* WHAT YOU ARE ASKED TO DO *
In the records below, take the line with "Need: a dot on every instance of the stone" and all lines after it, and copy them exactly, pictures excluded.

Region pointing data:
[Start of Attachment]

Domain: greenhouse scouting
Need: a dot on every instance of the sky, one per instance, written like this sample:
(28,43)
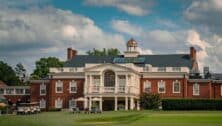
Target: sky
(31,29)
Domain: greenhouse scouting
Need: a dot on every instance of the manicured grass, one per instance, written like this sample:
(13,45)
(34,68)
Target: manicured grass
(130,118)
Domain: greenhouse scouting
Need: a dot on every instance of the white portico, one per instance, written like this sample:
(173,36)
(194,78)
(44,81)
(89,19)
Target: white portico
(111,86)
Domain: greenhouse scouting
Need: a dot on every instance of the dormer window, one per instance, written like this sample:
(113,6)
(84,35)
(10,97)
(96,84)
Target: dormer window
(161,69)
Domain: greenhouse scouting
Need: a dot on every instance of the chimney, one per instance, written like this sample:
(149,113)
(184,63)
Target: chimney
(193,53)
(71,53)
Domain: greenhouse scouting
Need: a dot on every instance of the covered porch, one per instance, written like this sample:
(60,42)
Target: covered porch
(107,103)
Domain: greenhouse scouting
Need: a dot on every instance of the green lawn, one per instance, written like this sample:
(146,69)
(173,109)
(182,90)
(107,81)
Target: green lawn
(134,118)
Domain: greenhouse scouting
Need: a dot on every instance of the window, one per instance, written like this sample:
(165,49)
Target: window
(42,89)
(176,69)
(96,80)
(73,87)
(72,103)
(42,103)
(58,103)
(27,91)
(74,69)
(1,91)
(196,89)
(221,90)
(147,86)
(122,80)
(161,87)
(109,79)
(59,86)
(161,69)
(19,91)
(176,86)
(9,91)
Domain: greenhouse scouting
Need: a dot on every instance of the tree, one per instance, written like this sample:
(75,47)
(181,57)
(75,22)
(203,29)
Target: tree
(7,74)
(150,101)
(104,52)
(43,65)
(20,72)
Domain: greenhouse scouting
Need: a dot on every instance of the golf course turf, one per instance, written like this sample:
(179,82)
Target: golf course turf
(129,118)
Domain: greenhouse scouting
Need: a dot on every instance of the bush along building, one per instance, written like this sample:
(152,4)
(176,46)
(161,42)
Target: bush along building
(116,82)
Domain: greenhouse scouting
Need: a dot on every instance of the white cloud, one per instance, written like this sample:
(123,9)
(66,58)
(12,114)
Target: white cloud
(123,26)
(144,51)
(205,17)
(167,23)
(132,7)
(41,32)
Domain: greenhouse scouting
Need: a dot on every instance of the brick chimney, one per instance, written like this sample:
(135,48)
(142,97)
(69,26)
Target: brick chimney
(193,54)
(71,53)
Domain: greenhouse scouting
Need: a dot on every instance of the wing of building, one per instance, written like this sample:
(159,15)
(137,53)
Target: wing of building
(116,82)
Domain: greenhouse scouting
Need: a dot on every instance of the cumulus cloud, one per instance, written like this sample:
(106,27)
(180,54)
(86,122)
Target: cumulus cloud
(123,26)
(144,51)
(205,17)
(37,32)
(132,7)
(207,14)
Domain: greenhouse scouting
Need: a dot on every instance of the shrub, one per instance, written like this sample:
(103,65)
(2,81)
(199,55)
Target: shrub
(54,109)
(150,101)
(191,104)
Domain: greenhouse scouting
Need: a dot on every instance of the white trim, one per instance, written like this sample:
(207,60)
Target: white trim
(58,103)
(72,83)
(147,84)
(176,82)
(194,92)
(70,103)
(59,82)
(221,90)
(42,103)
(42,87)
(164,85)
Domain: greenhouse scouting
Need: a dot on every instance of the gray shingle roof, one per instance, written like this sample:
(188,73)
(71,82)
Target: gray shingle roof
(171,60)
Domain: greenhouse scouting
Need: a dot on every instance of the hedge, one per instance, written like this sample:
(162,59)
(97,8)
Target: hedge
(191,104)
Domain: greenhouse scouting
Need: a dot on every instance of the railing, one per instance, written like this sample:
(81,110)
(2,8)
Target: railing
(109,89)
(121,89)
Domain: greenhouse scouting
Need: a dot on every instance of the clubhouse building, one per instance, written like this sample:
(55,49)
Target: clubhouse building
(116,82)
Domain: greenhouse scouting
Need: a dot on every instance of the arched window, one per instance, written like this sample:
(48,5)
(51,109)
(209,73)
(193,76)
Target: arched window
(109,79)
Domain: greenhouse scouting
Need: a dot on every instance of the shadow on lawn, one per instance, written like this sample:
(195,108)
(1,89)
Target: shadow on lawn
(127,119)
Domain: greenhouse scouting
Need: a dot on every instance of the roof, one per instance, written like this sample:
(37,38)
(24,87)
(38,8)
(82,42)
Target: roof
(171,60)
(2,84)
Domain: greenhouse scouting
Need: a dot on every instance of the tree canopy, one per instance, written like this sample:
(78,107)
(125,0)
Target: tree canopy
(104,52)
(43,65)
(8,75)
(20,71)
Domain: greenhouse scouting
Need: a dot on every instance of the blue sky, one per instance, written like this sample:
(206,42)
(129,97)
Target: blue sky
(31,29)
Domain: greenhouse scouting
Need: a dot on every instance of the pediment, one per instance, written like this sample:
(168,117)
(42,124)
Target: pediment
(109,66)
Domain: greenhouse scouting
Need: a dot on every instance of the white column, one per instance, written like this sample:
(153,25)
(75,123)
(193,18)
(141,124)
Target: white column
(90,103)
(101,104)
(90,83)
(131,103)
(116,103)
(85,102)
(116,83)
(126,85)
(138,105)
(126,103)
(101,84)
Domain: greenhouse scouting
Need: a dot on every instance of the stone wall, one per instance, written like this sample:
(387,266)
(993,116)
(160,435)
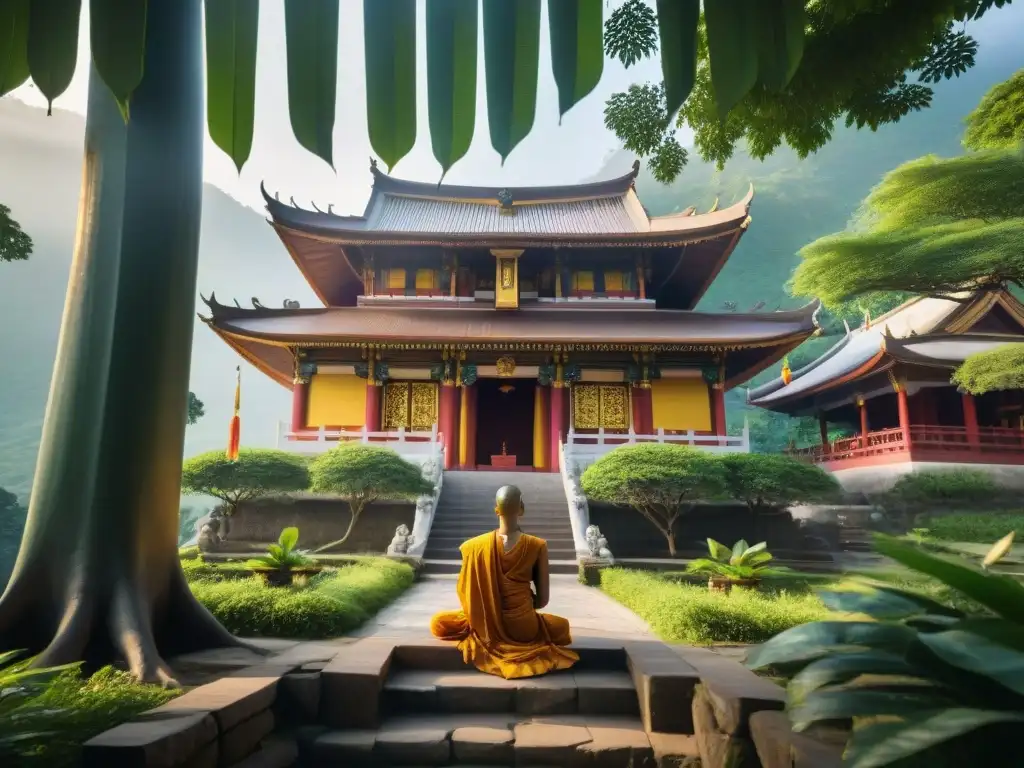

[End of Attachment]

* COMPLETED EXERCISE *
Need: a dot on every instance of the stone wall, one per instance, written like this sample:
(387,266)
(993,116)
(160,435)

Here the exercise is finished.